## Start Data in this exercise

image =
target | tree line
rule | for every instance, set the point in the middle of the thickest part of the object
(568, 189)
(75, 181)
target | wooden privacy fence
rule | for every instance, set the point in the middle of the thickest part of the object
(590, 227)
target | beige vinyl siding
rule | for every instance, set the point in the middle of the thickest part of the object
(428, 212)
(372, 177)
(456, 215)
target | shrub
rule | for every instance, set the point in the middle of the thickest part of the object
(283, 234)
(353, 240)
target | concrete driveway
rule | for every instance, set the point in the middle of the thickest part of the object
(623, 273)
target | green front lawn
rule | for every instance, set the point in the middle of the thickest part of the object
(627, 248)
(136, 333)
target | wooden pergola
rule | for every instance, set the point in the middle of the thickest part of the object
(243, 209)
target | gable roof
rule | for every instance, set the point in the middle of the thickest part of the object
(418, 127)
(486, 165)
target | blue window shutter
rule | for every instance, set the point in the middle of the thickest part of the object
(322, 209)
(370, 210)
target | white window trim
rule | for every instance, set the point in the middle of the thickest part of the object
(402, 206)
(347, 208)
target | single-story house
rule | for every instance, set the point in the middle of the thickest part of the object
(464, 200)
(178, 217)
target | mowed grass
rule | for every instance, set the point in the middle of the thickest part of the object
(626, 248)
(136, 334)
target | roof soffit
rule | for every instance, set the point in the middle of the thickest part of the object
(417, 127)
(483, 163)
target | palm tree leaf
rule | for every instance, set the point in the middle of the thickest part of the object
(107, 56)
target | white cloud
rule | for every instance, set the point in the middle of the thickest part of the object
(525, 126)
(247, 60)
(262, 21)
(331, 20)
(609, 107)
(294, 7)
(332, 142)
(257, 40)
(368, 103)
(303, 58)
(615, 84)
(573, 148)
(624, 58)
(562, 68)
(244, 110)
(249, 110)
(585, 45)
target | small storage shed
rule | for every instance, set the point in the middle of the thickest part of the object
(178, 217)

## End Data in this exercise

### Task to complete
Rewrite the stretch of items from "target | single-story house" through the end of the items with "thickest" changed to "widest", leaving everything else the same.

### Exercise output
target | single-story house
rule | for every instance, set the point in the middle of the widest part of the object
(464, 200)
(178, 217)
target | mowed grass
rule | for every instance, set the point in the middle of the widest part of the object
(626, 248)
(136, 334)
target | roof soffit
rule | for every instance, set the point in the middle of the widest part of the object
(417, 127)
(483, 163)
target | palm tree leaf
rule | for every instance, set the point in the middle of the widest part of the object
(107, 56)
target | white cloud
rule | for every instance, set the point in the middle of the widest part of the object
(525, 126)
(247, 60)
(262, 21)
(331, 20)
(609, 107)
(294, 7)
(332, 142)
(257, 40)
(368, 103)
(303, 58)
(615, 84)
(573, 148)
(624, 58)
(562, 68)
(244, 110)
(249, 110)
(585, 45)
target | small storage shed
rule | for every instance, set the point in the middle of the widest part of the object
(178, 217)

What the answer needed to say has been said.